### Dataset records
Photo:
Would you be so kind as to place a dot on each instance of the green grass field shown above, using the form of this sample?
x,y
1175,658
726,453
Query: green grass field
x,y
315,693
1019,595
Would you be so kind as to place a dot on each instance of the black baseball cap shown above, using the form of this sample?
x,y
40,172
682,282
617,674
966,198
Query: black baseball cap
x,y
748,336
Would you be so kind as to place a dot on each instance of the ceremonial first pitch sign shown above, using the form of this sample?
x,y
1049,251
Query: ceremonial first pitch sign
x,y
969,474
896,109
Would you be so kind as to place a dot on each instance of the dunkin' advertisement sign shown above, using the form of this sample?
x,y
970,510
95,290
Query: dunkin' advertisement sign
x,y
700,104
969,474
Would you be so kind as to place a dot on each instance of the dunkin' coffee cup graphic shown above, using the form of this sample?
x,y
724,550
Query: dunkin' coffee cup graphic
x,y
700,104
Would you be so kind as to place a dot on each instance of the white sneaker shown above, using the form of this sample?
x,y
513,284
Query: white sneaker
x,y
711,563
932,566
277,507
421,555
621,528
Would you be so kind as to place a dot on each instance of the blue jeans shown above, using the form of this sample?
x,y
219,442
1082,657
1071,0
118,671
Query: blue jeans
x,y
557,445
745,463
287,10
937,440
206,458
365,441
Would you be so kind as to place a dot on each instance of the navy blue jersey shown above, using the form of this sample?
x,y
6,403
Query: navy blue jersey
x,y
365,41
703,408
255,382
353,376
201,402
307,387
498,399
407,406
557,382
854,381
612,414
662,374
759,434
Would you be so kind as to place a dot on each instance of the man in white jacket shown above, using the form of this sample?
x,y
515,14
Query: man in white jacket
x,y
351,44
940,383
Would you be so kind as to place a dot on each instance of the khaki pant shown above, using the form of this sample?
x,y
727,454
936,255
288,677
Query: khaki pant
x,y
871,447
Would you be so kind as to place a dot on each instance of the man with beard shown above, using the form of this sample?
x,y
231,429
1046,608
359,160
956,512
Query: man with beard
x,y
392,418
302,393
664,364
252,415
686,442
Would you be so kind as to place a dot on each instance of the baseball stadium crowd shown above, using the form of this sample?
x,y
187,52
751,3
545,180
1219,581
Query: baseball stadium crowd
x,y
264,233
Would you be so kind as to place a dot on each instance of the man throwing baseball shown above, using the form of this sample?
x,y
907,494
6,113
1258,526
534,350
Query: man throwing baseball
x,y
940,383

### TASK OBJECTIVE
Full transcription, please: every entry, exactly as written.

### ANSWER TO THE PROBLEM
Photo:
Would you be so kind as to place a dot on each instance of the green grass field shown above, using the form of this sample?
x,y
1175,658
726,453
Query: green grass field
x,y
315,693
1019,595
Would you be so kind as to place a dot on each instance of the black baseball cap shown above, using the form of this sample?
x,y
40,172
682,282
617,674
966,198
Query: black baseball cap
x,y
748,336
Would you be so kind as to place a dot on each instance of the ceremonial first pitch sign shown above, using the form of this sample?
x,y
1049,251
Query: ceremonial first pitch sign
x,y
969,474
896,109
Would you be so kind as to place a dot on each instance of the dunkin' advertisement sign shown above, using the form of this sample?
x,y
970,510
95,290
Query: dunkin' advertisement sign
x,y
700,104
969,474
Would you be so kind as to place a dot on each instance of the dunkin' coffee cup graphic shown above, using the form of this sample?
x,y
724,550
Query: dunkin' coffee cup graphic
x,y
700,104
Would you be so kind as to place a dot on each instance of the white sneaker shown above, using the form of this sample?
x,y
513,284
Query: white sneaker
x,y
711,563
932,566
277,507
421,555
621,528
Would you be so kind as to place a dot on each instance of the blue jeans shown above, using the form of this sample?
x,y
219,442
1082,657
1071,0
118,671
Query: blue jeans
x,y
557,445
745,463
287,10
937,440
206,458
365,441
Would you be so kind as to place a dot on each instance of the navy blue jersey shown above, using the form of this sample?
x,y
6,403
Query: navy blue jersey
x,y
365,41
703,408
255,382
353,376
201,402
307,387
498,399
407,406
557,382
854,381
612,414
662,374
759,434
Would you be so kind as to place a dot on each instance of the man in white jacket shown above, using the form of this sample?
x,y
515,14
Query: man in white jacket
x,y
351,44
940,383
Would you be so kind as to place a dot on each instance of the khaki pant shown above, using the form of this sample?
x,y
727,454
936,255
288,677
Query: khaki pant
x,y
871,447
Would you be so kind as to place a dot on each instance of the man with beard shown above, using the form of this sample?
x,y
231,429
1046,608
359,160
956,512
Query: man with beard
x,y
392,418
302,393
664,364
252,415
686,442
Would you be so kind as to place a dot on each instance of the baseball stadium crowd shown above, using the form of this sample?
x,y
187,52
751,3
545,180
1219,581
Query: baseball stadium crowd
x,y
264,233
Would you be so kind as to place a dot on each instance of the man throwing baseball shown above, using the form of this sample?
x,y
907,494
6,113
1258,526
534,350
Query: man throwing baseball
x,y
940,383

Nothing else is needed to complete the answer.